-- THE TASK --
Copy every entry below word for word, without changing any wording or line breaks.

* BEGIN *

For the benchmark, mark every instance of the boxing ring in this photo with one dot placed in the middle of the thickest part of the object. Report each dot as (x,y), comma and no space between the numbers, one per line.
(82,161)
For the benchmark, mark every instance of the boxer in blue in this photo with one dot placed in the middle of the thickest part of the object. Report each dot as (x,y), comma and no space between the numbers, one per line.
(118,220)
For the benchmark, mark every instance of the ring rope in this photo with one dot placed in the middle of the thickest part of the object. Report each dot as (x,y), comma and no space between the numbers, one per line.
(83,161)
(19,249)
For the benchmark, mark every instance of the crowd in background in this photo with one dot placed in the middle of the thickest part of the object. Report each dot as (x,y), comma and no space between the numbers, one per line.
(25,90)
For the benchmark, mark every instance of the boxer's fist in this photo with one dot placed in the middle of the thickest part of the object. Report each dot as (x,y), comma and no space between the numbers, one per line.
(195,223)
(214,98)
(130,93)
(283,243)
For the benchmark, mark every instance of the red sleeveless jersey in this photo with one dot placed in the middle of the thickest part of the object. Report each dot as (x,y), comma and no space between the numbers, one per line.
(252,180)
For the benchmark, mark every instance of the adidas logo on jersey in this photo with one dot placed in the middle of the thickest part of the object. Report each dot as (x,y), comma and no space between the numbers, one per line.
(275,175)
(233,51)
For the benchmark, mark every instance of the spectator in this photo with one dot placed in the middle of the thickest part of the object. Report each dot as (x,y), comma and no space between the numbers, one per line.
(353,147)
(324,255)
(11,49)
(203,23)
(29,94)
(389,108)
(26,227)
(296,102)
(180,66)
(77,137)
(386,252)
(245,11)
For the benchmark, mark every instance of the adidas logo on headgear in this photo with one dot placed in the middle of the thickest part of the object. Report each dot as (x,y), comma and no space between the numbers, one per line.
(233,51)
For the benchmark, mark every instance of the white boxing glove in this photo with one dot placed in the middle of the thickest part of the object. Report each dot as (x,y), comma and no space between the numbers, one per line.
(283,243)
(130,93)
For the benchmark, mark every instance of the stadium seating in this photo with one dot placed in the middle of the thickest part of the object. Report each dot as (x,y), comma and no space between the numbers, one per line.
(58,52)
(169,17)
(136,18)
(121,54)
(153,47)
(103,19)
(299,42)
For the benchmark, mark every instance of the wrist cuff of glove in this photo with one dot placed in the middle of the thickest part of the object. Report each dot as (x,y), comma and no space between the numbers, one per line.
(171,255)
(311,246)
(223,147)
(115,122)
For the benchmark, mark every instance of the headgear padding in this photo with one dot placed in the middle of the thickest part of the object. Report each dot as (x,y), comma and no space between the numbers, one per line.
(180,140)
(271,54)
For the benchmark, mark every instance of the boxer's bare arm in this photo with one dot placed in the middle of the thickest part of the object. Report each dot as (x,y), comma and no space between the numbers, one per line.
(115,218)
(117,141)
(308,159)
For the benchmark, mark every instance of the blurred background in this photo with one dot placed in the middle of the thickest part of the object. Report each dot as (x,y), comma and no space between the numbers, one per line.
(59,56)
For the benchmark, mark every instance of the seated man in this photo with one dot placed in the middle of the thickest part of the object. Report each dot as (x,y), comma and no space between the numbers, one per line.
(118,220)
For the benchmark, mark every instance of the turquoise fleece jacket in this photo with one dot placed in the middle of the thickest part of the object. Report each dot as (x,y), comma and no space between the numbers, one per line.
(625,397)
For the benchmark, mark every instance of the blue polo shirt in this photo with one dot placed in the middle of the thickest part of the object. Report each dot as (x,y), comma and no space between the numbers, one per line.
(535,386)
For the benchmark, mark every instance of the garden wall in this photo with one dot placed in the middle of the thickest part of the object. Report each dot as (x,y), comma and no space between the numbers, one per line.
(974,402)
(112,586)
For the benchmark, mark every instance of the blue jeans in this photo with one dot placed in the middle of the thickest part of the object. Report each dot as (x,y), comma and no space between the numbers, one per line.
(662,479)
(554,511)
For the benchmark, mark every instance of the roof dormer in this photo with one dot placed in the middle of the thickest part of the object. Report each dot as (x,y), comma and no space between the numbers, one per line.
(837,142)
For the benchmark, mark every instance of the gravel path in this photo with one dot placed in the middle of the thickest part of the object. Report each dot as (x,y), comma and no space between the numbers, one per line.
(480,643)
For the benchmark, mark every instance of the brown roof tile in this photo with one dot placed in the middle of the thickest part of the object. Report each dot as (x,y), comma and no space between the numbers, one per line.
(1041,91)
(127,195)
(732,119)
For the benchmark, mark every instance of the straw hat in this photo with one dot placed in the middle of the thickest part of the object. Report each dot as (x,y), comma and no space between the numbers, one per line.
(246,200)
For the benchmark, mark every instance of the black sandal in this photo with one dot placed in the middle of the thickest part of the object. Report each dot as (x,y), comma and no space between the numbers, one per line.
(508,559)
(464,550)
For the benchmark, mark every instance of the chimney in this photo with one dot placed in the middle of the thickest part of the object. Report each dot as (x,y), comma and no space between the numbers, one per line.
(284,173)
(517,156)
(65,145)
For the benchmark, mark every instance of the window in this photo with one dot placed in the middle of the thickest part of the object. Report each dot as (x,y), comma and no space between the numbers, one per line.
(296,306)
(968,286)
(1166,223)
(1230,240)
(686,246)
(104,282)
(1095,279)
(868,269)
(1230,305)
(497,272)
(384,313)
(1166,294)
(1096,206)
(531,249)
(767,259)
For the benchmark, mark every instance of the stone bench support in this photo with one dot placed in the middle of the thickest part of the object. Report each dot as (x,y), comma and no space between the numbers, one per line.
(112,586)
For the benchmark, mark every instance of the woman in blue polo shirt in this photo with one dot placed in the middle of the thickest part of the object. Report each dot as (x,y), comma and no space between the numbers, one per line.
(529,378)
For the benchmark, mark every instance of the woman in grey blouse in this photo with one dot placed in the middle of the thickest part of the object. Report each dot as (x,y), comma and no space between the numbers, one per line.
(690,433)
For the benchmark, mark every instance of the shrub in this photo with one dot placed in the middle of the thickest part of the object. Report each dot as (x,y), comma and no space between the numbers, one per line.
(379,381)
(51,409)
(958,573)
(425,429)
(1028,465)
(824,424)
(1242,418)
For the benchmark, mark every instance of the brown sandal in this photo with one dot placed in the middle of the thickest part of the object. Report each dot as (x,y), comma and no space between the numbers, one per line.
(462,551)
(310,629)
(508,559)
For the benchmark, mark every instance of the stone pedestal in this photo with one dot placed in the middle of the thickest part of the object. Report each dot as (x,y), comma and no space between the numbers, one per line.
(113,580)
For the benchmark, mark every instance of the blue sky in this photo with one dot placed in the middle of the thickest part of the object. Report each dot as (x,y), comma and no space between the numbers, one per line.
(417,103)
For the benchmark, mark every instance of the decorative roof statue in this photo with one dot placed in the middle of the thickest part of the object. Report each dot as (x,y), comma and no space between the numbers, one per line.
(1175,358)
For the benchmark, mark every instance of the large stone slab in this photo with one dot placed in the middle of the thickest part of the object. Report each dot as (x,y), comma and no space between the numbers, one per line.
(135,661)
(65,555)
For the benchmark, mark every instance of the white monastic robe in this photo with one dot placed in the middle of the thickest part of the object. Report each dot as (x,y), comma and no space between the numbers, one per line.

* END *

-- THE OUTPUT --
For the benchmark, mark every instance of the boxing ring in this photo with one dot placed in the middle of the thickest part of the object. Report each dot as (x,y), comma and no space between the numbers, one per line.
(82,161)
For the benchmark, mark every instance of the boxer in blue in this photo with one dot placed in the middle of the thickest part of the object. Report each dot as (x,y), comma and no space between the numbers, one per line.
(118,220)
For the benchmark, mark every instance of the ring rope in this photo with one dot placed in the middle of the thickest part of the object. Report each dot as (x,y), comma and no space between the numbers, one per line.
(83,161)
(19,249)
For the benchmark, mark every instance of the crowd in background in this photo with one dot placed in the middle of the thickest part of the object. Report each dot as (x,y), comma and no space between the numbers, one per line.
(25,90)
For the benchmark, mark every instance of the boxer's fist in this photo with one dot placed in the middle of the thickest part of the object. Report each dot as (x,y), comma and no space between the numbers, one per line.
(195,223)
(214,98)
(130,93)
(283,243)
For the benchmark, mark every instance of the red sleeveless jersey in this photo with one dot placed in the middle of the thickest part of the object. Report each dot as (x,y), comma and no space between the numbers, one per line.
(252,180)
For the benchmark, mark every instance of the adidas logo on jersey in this photo with one dot placed in the middle of the thickest part of the object. Report each dot as (x,y), comma and no space between the numbers, one per line.
(275,175)
(233,51)
For the benchmark, mark every instance of the spectator in this photo with one dot placed in the middle of the thickest part of the object. Report each dot as (x,y), comma and no space between the numbers, one per line.
(353,147)
(324,255)
(11,49)
(203,23)
(29,94)
(389,108)
(26,227)
(296,102)
(180,66)
(77,137)
(386,252)
(245,11)
For the benchmark, mark every instance of the adidas logo on headgear in this photo with one dot placed in the middle of the thickest part of the object. Report each dot as (x,y), comma and no space between the numbers, one per line.
(233,51)
For the benchmark, mark every instance of the white boxing glove in this photo with one dot placed in the middle of the thickest part of the object. Report each dot as (x,y), comma and no space between the numbers, one per line.
(283,243)
(130,93)
For the benchmark, mark every instance of the stadium seating in this photo with one dot placed in the middle of the thickest part of the object. Report each dot as (x,y), comma and no space between the numbers, one per line.
(58,52)
(169,17)
(136,18)
(121,54)
(153,47)
(103,19)
(299,42)
For the benchmark, mark every instance of the wrist cuff of glove in this photo with one dot placed in the middle of the thickest part of the object. Report each dot as (x,y), comma and no space between the numbers, one per line.
(171,255)
(311,246)
(223,147)
(115,122)
For the benchmark, mark every instance of the headgear padding in this photo with one dot placed in the middle of the thickest part of the object. Report each dot as (x,y), comma and no space between the numbers, one per line.
(180,140)
(271,54)
For the benchmark, mark every instance of the boxer's bare arm in this photo with one dot placed in the middle of the thickest part of the object. Report each dot as (x,y), comma and no space between the numbers, one per line.
(115,218)
(117,141)
(308,159)
For the benchmark, mark every instance of the blurred background in this photo with one dot placed in the middle of the thickest part of the object. Report each dot as (x,y), comma and no space between the numbers, one per line.
(59,56)
For the benchmark, mark every instance of the seated man in this photo with one dot placed in the middle of the thickest part of the object. Report each dot as (x,y), comma and no space between the numbers, one per line.
(118,220)
For the benchmark, mark every instance of the turquoise fleece jacket in this photo with one dot placed in the middle of the thickest part of the object. Report each dot as (x,y), comma and no space between the numbers, one per line.
(625,397)
For the benchmark, mark every instance of the blue polo shirt in this photo with one dot placed in the middle of the thickest part of the object. Report each dot as (x,y), comma and no space between the numbers, one per line.
(535,386)
For the benchmark, mark every instance of the garden wall in this photo with one dot placed in the middle of the thickest part of the object. Report each dot as (x,y), comma and no space between the numbers, one per line.
(974,402)
(112,586)
For the benchmark, mark every instance of the blue jeans in this photo with one dot placed in the middle of the thickest part of the object. Report each dot as (x,y), comma and no space between the numbers, one per line.
(662,479)
(554,511)
For the benchmark, mark every instance of the roof dormer in this photo with one dot placed in the middle of the thickest part of the object. Report each dot as (x,y), comma and no space between the numbers, one per line.
(837,142)
For the benchmark, mark every instance of the gravel path in this photo with one dot placed in the middle of the thickest part of the object. Report each dot as (x,y), comma and no space between the numbers, one per line.
(480,643)
For the benchmark, mark every instance of the brown roof tile in this photo with one dot placed in the middle of the thickest part of the object. Report each dot as (x,y), comma and no space between the numbers, one per line.
(1041,91)
(127,195)
(732,119)
For the benchmark, mark every instance of the straw hat in this photo with one dot placed in the middle of the thickest part of the object. Report each dot as (x,y), comma and no space between the numbers, one per line.
(246,200)
For the benchmark, mark every instance of the black sandal in this photo with one dot placed in the middle of the thickest part of the object. Report each dot as (x,y), comma and no space between the numbers, one per line.
(508,559)
(464,550)
For the benchmark, mark every instance of the chimney in this photo with one dot placed in the middle of the thickest part of the object. Report each dot as (x,y), comma and no space between the numbers, one per line.
(284,173)
(517,156)
(65,145)
For the benchmark, mark every instance of the window in this photo with one dot placed in the middle of the thickest part of the object. Report each dot as (x,y), comma and no space between the numbers, one per line.
(296,306)
(968,286)
(1166,223)
(1230,240)
(686,246)
(104,282)
(1095,279)
(868,269)
(1230,305)
(497,272)
(384,313)
(1166,294)
(1096,206)
(531,249)
(767,259)
For the benchmark, mark every instance of the stone bench support in this photo with one dot placed in the middle of the thickest part of the object. Report each dot as (x,y), comma and no space between the numbers, one per line.
(112,586)
For the benchmark, mark every instance of the woman in blue polo shirt in this photo with one dot placed in the middle of the thickest part of the object. Report each dot as (x,y), comma and no space between the numbers, one per line.
(529,378)
For the benchmark, mark every instance of the woman in grey blouse in this photo with one dot placed in the middle of the thickest part of the object. Report each dot as (x,y), comma and no space between the numbers, one per line.
(690,433)
For the benchmark, mark every instance of the shrub in this photo with one dot placed in the middle of the thickest part of the object. Report each dot as (x,y), comma and no space between the numbers, one per line.
(379,381)
(51,409)
(958,573)
(425,429)
(1028,465)
(824,424)
(1242,418)
For the benchmark, mark every instance of the brown sandal in this photo with one dot placed in the middle of the thickest part of the object. Report each dot as (x,y), comma and no space between the numbers, one per line.
(462,551)
(310,629)
(508,559)
For the benchmark, mark every instance of the stone pedestal in this photo with one dot placed in the middle of the thickest part of the object. Report each dot as (x,y), comma and no space between the numbers, one per line.
(113,580)
For the benchmark, mark every instance of the blue sky in this photo with one dot placed in the middle of the thickest part of the object. Report each dot as (x,y), comma and no space between the numbers, one per line.
(417,103)
For the benchmark, mark every instance of the decorative roof statue in this photo with one dot placed in the middle of the thickest part of the object. Report each dot as (x,y), comma and no space between the numbers, one per line.
(1175,358)
For the benchmark, mark every instance of the large stone slab in this photo with one dot placed in the middle of the thickest part of the object. Report each dot as (x,y), comma and no space between the numbers, one per line.
(135,661)
(65,555)
For the benchmark, mark every instance of the white monastic robe in this photo with one dot placed in the middle of the thickest part of the object. Report each dot as (x,y), comma and no space between the numbers, one per line.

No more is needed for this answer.